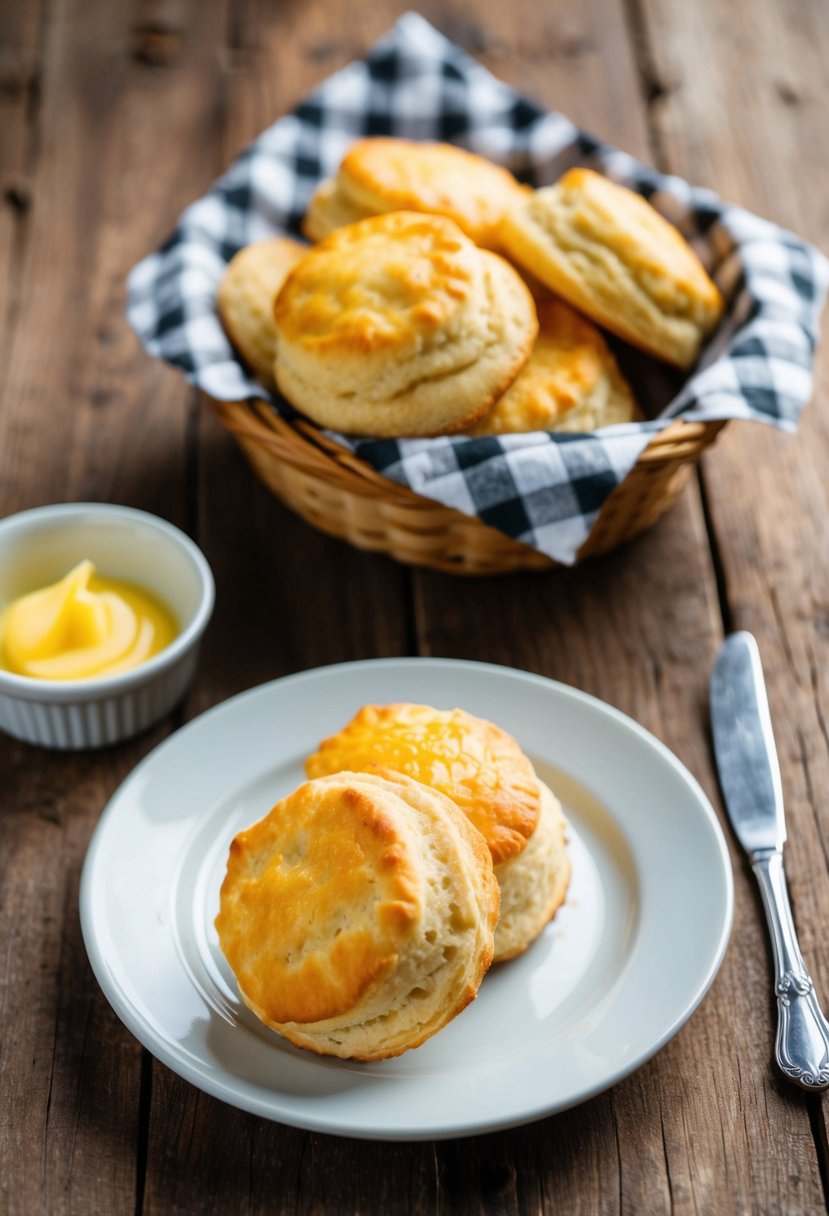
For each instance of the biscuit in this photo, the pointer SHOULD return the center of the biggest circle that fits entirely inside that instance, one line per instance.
(534, 883)
(607, 252)
(399, 325)
(387, 174)
(246, 300)
(485, 772)
(473, 761)
(571, 381)
(357, 916)
(331, 209)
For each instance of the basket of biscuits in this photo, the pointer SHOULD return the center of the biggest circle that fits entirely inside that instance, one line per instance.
(496, 352)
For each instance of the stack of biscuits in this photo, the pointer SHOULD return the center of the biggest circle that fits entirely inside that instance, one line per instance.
(444, 297)
(361, 915)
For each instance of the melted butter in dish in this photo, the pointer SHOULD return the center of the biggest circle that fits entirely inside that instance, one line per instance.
(83, 628)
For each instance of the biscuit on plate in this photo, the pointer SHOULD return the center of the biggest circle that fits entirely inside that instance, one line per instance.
(357, 916)
(246, 300)
(387, 174)
(605, 251)
(571, 381)
(485, 772)
(526, 904)
(399, 325)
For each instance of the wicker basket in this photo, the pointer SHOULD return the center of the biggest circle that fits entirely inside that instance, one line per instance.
(345, 497)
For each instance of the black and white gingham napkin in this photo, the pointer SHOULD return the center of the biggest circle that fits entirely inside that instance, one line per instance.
(543, 489)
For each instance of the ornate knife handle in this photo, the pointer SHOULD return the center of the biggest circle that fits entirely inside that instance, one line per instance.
(801, 1047)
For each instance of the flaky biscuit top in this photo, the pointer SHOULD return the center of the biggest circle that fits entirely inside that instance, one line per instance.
(387, 283)
(592, 210)
(319, 901)
(473, 761)
(393, 174)
(571, 381)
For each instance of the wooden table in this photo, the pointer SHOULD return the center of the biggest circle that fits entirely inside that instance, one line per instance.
(113, 116)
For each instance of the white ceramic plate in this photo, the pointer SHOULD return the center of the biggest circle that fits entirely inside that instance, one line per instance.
(622, 966)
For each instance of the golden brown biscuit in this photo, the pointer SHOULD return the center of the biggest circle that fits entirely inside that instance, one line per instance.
(485, 772)
(246, 300)
(533, 884)
(331, 209)
(477, 764)
(387, 174)
(612, 255)
(571, 381)
(399, 325)
(357, 916)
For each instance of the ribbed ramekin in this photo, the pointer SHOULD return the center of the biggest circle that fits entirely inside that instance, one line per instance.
(37, 549)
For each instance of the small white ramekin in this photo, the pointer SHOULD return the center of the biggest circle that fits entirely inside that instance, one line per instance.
(37, 549)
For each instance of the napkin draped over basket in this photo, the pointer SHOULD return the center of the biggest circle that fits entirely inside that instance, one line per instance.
(483, 505)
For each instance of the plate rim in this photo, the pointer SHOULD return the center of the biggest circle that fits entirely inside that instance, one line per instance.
(204, 1080)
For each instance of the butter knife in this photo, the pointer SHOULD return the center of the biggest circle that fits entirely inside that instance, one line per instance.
(750, 781)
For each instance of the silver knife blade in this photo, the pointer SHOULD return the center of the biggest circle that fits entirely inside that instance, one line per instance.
(744, 746)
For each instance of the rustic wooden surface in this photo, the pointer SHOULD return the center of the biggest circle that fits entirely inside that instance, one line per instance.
(112, 118)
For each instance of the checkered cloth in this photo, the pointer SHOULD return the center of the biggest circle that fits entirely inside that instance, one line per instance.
(543, 489)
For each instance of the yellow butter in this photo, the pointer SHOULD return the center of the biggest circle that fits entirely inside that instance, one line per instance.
(83, 628)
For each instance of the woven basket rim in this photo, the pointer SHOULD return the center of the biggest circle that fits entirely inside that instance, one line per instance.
(340, 493)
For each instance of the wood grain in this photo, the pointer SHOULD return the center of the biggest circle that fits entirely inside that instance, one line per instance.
(768, 495)
(641, 630)
(116, 116)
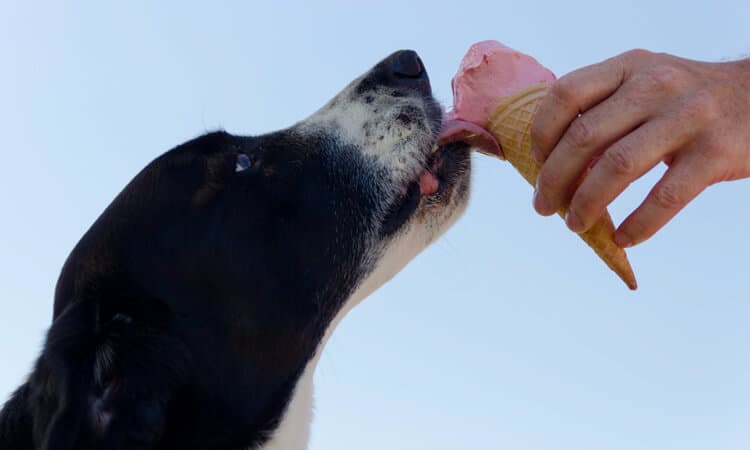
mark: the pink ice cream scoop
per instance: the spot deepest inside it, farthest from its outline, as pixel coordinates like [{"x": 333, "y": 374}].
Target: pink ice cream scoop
[{"x": 488, "y": 71}]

════════════════

§ **Requirement**
Repeat each line above exactly. The pictures stay out.

§ **Task response**
For each instance of the biscuit in this photo, the pointer SHOULD return the center of the biggest circle that fits entirely inside that instance, one line per instance.
(534, 883)
(607, 252)
(399, 325)
(387, 174)
(246, 300)
(485, 772)
(473, 761)
(571, 381)
(357, 916)
(331, 209)
For each instance of the basket of biscuits in this photo, the pointer SHOULD return the center of the biggest circle that fits entirely inside that instance, one line per instance.
(496, 352)
For each instance of the stack of biscuits in this photo, the pointer SHOULD return the center of the biggest circle that fits entirely inside that instance, one line per instance.
(444, 297)
(361, 915)
For each instance of the melted butter in dish in this photo, the pointer SHOULD return the center of the biggest circle that fits entirely inside that instance, one line per instance.
(83, 628)
For each instance of the biscuit on plate in this photo, the pointer SHOULD return the center of the biggest circle that fits entirely inside that instance, one line per instance.
(357, 916)
(246, 300)
(387, 174)
(605, 251)
(571, 381)
(485, 772)
(526, 904)
(399, 325)
For each instance of the wicker basket in this photo, the pointer SHOULD return the center of the biggest circle that fits entirely inside that instance, one line per instance.
(345, 497)
For each instance of the black and white gingham napkin in this photo, the pointer SHOULD return the center of the biggest circle that fits entirely inside that instance, one line per instance.
(543, 489)
For each instance of the ornate knife handle in this photo, the pointer SHOULD return the center of the biggest circle that fits entirely inside that instance, one line per instance.
(801, 1047)
For each instance of the flaky biscuit top in this photo, the pointer SHOULD return the center of the biggest circle that fits entirely inside that instance, one line per instance.
(387, 283)
(592, 210)
(319, 901)
(473, 761)
(393, 174)
(571, 381)
For each instance of the wooden table in this photo, the pointer SHOULD return the center of the biggest circle that fits entirely inside that instance, one line per instance.
(113, 116)
For each instance of the white ceramic plate in this photo, the pointer SHOULD return the center of the biggest circle that fits entirely inside that instance, one line per instance.
(622, 966)
For each instance of the golden brown biscuit in this photo, the pointer SHOULD return the center of the biggest circle that fits entirely inside that instance, one line per instance.
(485, 772)
(246, 300)
(533, 884)
(331, 209)
(477, 764)
(387, 174)
(612, 255)
(571, 381)
(399, 325)
(357, 916)
For each instance of the ribbed ramekin in this photo, the pointer SHOULD return the center of the biggest circle that fits entirely inside that instance, one line per instance.
(37, 549)
For each instance of the small white ramekin in this photo, the pointer SHOULD return the center of the biggest circle that fits entirely inside that instance, one line per instance.
(37, 549)
For each instance of the napkin draped over basket in this photo, the pointer SHOULD return the center of the biggest circle that fits entirely inside that instance, one line per instance.
(483, 505)
For each instance of the plate rim in this photo, the pointer SHOULD return the center of the biggest circle that fits entirely inside that instance, one line per instance.
(204, 1080)
For each instance of the butter knife in this photo, the pointer SHOULD return the center of the biggest circle that fits entirely inside that instance, one line per instance.
(750, 781)
For each instance of the silver knife blade in this photo, the pointer SHOULD return the center of the biggest circle that fits entirely inside that instance, one line per instance.
(744, 746)
For each instance of the rustic wooden surface in this photo, the pointer SHOULD return the center of the biggest circle that fits entirely inside that instance, one line per instance.
(112, 118)
For each instance of the checkered cloth in this photo, the pointer SHOULD return the center of the biggest circle that fits entirely inside that instance, one line per instance.
(543, 489)
For each instance of the yellow butter in this photo, the pointer SHOULD return the center of the biggest circle that fits entirely inside that instance, one line per instance.
(83, 628)
For each instance of the woven basket rim in this photo, the pointer SHOULD return the center of the biggest circle that fits entirely inside that instance, one line per instance.
(340, 493)
For each instance of the wood grain in this photo, the pointer SHOULD return the center of the biggest circle that fits entirely inside that instance, one line per instance.
(768, 495)
(641, 630)
(116, 116)
mark: the pink ice cream scoop
per instance: the spot deepest inside it, farthest from its outline, as pixel coordinates like [{"x": 333, "y": 374}].
Target: pink ice cream scoop
[{"x": 488, "y": 71}]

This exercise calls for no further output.